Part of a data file
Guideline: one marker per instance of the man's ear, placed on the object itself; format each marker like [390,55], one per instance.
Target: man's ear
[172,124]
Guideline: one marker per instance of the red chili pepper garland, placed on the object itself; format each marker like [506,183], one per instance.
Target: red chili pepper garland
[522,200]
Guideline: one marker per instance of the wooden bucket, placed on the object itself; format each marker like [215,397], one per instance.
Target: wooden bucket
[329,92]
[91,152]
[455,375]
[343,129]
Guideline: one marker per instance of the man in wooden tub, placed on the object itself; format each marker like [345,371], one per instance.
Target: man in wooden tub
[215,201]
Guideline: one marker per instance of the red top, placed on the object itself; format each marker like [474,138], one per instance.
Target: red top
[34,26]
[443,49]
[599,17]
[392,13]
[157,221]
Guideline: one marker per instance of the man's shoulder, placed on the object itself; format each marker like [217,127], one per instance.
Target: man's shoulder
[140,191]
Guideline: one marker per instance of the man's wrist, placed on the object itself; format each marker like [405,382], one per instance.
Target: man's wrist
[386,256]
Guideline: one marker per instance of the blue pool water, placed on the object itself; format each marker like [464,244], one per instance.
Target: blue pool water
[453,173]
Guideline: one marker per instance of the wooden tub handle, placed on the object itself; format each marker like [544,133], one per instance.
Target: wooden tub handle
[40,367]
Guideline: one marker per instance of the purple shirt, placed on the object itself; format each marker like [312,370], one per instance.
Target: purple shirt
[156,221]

DIRECTIONS
Update the lines of the material running from the line containing "Guideline: one marker per instance of the wooden tub" through the last line, replacing "purple" with "violet" and leaving all else unchanged. Return only those lines.

RESPONSE FOR THIS EXERCISE
Guideline: one marker per instance of the wooden tub handle, placed on the object itself; format each marker like [544,133], one per instance.
Target: wooden tub handle
[40,367]
Guideline: one marker per instance of the violet shirt, placed on the object itself; format each marker like [312,370], one per instance.
Target: violet shirt
[156,221]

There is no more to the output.